## PROBLEM DETAILS
Rewrite the lines below, swapping "utility pole" for "streetlight" and leaving everything else as it is. Omit the pictures from your answer.

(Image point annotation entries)
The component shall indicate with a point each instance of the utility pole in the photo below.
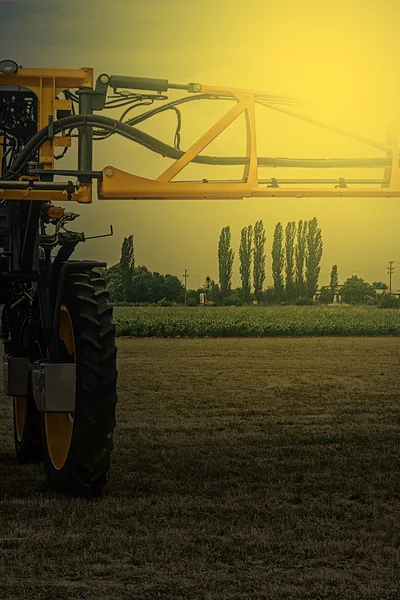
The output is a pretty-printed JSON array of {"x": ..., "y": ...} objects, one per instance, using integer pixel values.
[
  {"x": 185, "y": 276},
  {"x": 390, "y": 273}
]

## TASK RESPONSE
The component shall indicate with a point each instance of the streetlight in the photo below.
The output is a pretty-printed JSON array of {"x": ..., "y": ...} objects, one per instance, using integer pixel values.
[
  {"x": 185, "y": 276},
  {"x": 390, "y": 273}
]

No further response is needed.